**INSTRUÇÃO DADA 1**
Reproduza fielmente as linhas das entradas que vão da linha que contém "Q: For every instance of the green" até o fim das entradas, incluindo as duas extremidades.

**TRECHO DO DOCUMENTO**
-.-.-

E-mail: lcgomes2@uem.br

Introdução

A partir da Declaração de Salamanca: Sobre Princípios, Políticas e Práticas na Área das Necessidades Educativas Especiais, em 1994, a inclusão escolar de crianças com deficiência vem sendo um tema bastante discutido em pesquisas e eventos científicos (SANT’ANA, 2005). Publicações de Constituições Federais anteriores a essa Declaração já discutiam a respeito do atendimento às pessoas com deficiência na rede regular de ensino. No entanto, ainda percebemos uma grande distância entre o que está previsto por lei e a realidade educacional brasileira.

Mendes (2004) faz um alerta a respeito da importância do ato de educar juntamente crianças com e sem nenhum tipo de deficiência. De acordo com a autora, tal feito pode auxiliar no rompimento de pensamentos estereotipados, que são construídos socialmente em torno da pessoa com deficiência, que muitas vezes se tornam entraves ao processo de ensino e de aprendizagem.

Nesse contexto, o presente artigo visa refletir a respeito de algumas concepções de um grupo de licenciandos em Química de uma Universidade Estadual do Paraná sobre as principais dificuldades de se ensinar conceitos químicos para um aluno com deficiência visual.

-.-.-

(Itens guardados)
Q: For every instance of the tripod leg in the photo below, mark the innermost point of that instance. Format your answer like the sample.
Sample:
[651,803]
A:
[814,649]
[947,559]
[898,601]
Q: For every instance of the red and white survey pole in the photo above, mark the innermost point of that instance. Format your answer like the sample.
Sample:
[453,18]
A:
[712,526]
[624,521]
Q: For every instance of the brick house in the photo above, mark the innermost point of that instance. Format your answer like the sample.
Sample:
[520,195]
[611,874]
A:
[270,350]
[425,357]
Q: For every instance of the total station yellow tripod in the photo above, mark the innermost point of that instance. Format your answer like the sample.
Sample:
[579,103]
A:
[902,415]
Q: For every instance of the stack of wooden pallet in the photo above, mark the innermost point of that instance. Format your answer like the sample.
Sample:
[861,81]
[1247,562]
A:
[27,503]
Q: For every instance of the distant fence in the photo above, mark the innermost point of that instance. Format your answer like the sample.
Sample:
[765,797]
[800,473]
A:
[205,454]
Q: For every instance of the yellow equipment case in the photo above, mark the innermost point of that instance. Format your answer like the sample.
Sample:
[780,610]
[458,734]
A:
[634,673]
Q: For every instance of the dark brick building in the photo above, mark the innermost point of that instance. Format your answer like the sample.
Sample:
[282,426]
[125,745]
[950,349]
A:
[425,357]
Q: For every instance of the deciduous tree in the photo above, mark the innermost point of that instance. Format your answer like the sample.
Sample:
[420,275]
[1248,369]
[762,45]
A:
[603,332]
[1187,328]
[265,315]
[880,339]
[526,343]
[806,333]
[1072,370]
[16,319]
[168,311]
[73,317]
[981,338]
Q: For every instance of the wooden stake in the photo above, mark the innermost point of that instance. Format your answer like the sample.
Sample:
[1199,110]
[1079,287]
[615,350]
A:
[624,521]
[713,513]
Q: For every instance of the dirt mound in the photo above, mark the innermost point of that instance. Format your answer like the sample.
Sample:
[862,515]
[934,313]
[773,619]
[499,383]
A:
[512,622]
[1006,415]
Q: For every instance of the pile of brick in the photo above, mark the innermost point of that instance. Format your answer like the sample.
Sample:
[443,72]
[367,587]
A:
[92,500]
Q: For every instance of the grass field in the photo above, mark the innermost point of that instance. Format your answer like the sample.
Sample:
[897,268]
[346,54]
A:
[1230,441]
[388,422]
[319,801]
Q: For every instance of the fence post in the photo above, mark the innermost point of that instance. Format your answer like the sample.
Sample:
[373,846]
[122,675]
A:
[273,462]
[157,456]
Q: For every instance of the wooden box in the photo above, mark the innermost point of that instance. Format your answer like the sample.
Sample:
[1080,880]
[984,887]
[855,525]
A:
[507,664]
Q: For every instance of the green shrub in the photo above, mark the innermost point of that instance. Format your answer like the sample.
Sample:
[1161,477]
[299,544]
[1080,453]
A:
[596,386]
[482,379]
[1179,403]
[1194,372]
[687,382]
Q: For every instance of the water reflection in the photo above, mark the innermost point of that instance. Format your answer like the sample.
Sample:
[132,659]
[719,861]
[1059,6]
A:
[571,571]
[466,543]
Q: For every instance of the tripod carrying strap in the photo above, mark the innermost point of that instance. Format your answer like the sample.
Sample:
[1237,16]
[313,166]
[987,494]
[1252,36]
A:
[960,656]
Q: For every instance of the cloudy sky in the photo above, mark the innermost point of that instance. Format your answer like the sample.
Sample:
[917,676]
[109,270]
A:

-.-.-

**INSTRUÇÃO DADA 2**
Dê seguimento ao texto sobre o ensino de Química a alunos com deficiência visual a partir do ponto em que ele termina.

**RESPOSTA DO EXERCÍCIO 1**
Q: For every instance of the green shrub in the photo above, mark the innermost point of that instance. Format your answer like the sample.
Sample:
[1161,477]
[299,544]
[1080,453]
A:
[596,386]
[482,379]
[1179,403]
[1194,372]
[687,382]
Q: For every instance of the water reflection in the photo above, mark the innermost point of that instance. Format your answer like the sample.
Sample:
[132,659]
[719,861]
[1059,6]
A:
[571,571]
[466,543]
Q: For every instance of the tripod carrying strap in the photo above, mark the innermost point of that instance. Format your answer like the sample.
Sample:
[1237,16]
[313,166]
[987,494]
[1252,36]
A:
[960,656]
Q: For every instance of the cloudy sky in the photo above, mark the innermost point of that instance. Format your answer like the sample.
Sample:
[917,676]
[109,270]
A:

**RESPOSTA DO EXERCÍCIO 2**
Metodologia

Este trabalho foi desenvolvido com um grupo de oito licenciandos em Química, participantes de uma disciplina de Estágio II, em uma Universidade Pública do norte do Paraná. Os licenciandos serão referenciados como L.X, sendo que X vai de uma escala de um a oito correspondendo especificamente a cada aluno. A coleta de dados foi realizada por meio de uma entrevista semiestruturada seguindo o roteiro indicado no Quadro 1.

Quadro 1Roteiro da Entrevista Semiestruturada Inicial
1)     Você poderia exemplificar como ministraria algum conteúdo científico da Química para um aluno com deficiência visual?
2)     Quais são as principais dificuldades para a inclusão de alunos com deficiência visual nas aulas de Química? Por quê?
3)     Existe algum conteúdo científico na área da Química que você acredita ser impossível de ser compreendido por um aluno com deficiência visual? Por quê?
4)     Existe algum conteúdo científico na área da Química que você acredita ser possível de ser compreendido por um aluno com deficiência visual? Por quê?
5)     Quais são os saberes docentes que você acredita que um professor de Química deve ter para ministrar aulas para alunos com deficiência visual? Por quê?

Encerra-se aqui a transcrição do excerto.